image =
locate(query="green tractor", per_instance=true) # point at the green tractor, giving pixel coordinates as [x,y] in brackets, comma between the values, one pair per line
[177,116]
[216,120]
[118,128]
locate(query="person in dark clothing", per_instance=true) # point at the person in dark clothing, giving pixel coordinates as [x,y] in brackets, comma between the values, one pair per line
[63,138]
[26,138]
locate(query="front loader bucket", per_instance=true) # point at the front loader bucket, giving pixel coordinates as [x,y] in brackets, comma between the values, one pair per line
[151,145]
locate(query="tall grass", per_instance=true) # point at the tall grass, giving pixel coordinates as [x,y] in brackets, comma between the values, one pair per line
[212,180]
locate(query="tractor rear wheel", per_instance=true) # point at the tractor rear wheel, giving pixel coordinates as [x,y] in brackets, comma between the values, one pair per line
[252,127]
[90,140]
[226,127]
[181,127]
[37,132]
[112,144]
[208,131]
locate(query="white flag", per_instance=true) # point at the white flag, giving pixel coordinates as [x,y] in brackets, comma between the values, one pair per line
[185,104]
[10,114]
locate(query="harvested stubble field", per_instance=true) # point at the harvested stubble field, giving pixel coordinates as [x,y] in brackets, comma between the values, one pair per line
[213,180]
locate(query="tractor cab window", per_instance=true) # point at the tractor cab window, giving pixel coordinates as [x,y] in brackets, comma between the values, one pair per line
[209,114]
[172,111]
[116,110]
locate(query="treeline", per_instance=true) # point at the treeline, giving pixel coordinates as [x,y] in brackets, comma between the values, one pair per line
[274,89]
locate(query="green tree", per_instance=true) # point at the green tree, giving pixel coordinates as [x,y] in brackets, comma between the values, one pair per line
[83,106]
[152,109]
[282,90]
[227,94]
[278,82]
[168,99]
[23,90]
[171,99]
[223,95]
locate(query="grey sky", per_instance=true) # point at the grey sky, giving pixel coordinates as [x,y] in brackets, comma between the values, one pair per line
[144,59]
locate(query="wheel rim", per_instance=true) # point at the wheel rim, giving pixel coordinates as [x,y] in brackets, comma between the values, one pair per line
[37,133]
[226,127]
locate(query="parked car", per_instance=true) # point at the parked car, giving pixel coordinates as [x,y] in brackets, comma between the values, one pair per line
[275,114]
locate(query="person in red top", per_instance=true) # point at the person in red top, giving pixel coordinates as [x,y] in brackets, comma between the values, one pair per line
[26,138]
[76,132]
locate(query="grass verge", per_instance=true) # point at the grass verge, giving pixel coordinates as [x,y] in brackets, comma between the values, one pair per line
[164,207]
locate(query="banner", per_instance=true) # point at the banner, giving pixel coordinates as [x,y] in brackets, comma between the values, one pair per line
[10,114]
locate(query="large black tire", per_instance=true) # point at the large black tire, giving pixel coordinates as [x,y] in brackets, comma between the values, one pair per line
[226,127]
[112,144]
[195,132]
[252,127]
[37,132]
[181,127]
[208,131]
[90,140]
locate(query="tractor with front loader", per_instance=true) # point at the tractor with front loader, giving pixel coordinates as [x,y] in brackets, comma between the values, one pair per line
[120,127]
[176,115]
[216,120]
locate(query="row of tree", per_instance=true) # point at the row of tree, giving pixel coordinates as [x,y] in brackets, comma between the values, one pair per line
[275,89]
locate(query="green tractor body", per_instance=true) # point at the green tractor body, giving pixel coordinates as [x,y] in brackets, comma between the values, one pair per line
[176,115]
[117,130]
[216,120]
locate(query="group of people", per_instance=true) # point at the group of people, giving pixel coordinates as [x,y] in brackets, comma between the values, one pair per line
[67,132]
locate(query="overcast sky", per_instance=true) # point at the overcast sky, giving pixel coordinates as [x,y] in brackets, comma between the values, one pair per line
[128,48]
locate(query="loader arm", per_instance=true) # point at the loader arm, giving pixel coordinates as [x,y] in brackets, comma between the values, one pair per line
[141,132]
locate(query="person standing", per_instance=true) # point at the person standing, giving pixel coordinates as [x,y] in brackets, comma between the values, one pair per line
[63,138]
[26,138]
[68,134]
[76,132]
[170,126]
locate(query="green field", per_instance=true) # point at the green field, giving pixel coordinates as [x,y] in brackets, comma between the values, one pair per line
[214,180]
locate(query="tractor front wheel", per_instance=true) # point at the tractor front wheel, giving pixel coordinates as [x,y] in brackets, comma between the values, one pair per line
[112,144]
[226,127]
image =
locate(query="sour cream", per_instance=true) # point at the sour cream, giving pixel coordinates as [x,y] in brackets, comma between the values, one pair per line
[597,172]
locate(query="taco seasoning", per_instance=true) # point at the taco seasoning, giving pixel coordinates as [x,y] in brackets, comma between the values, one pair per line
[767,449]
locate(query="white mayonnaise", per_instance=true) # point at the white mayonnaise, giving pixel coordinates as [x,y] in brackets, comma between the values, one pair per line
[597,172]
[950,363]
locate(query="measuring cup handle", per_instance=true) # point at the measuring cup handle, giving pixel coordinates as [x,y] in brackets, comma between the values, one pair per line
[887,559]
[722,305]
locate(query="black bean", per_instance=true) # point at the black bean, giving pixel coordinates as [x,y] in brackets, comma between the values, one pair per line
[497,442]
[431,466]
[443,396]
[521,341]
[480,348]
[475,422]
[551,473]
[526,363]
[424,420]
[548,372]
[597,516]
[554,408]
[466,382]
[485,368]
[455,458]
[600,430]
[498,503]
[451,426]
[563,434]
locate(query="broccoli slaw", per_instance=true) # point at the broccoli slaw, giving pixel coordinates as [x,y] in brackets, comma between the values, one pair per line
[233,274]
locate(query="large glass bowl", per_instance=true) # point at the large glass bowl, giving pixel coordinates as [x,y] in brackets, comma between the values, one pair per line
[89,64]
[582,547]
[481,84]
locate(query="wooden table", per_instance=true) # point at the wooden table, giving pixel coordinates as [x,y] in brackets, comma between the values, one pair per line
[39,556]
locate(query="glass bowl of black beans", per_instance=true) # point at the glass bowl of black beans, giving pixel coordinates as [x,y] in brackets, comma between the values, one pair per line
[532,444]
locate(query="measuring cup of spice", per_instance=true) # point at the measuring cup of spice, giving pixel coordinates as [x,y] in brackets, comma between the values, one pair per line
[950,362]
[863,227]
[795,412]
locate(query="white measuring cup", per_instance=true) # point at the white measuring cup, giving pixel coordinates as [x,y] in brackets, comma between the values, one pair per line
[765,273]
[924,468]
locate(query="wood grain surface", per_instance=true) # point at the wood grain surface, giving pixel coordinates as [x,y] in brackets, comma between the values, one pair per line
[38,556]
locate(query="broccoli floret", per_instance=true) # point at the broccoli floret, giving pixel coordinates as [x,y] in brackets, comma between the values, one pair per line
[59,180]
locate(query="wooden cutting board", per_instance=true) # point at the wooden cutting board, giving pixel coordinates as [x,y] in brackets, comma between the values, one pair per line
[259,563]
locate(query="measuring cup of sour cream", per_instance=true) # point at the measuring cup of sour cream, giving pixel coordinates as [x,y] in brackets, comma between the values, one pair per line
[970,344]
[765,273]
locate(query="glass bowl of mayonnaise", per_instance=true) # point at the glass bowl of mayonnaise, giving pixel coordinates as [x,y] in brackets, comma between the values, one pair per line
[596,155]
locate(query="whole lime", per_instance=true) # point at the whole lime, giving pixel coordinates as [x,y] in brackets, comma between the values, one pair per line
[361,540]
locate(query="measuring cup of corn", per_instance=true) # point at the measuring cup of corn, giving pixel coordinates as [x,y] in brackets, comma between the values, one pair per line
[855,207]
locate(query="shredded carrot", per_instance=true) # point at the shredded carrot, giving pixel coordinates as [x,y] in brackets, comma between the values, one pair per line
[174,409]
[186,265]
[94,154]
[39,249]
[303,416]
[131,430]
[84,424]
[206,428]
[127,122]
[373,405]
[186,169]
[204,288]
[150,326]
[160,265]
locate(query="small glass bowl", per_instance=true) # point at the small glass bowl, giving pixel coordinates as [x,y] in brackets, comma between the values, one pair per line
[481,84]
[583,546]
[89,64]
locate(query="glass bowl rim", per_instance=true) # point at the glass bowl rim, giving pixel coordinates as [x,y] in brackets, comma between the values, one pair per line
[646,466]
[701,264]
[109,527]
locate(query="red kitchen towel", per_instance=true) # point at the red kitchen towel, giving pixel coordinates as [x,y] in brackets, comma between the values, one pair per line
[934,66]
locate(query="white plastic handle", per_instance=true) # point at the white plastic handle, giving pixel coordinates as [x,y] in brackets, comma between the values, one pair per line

Task objective >> Each line from the one containing "bowl rim, giving" to the end of the records should be echoed exactly, and no other line.

Answer to the problem >>
locate(query="glass bowl rim", per_instance=true) # point at the glass bowl rim, giving pixel coordinates as [x,y] in brackets, comma between the values, one pair per line
[646,466]
[701,264]
[109,527]
locate(query="red kitchen towel", per_instance=true) # point at the red kitchen towel, giving pixel coordinates as [x,y] in brackets, comma between the values, one pair per line
[934,66]
locate(query="white plastic handle", per_instance=true) # point at the white plastic handle, giving pixel coordinates as [x,y] in brackets, comma between the values, one pair per line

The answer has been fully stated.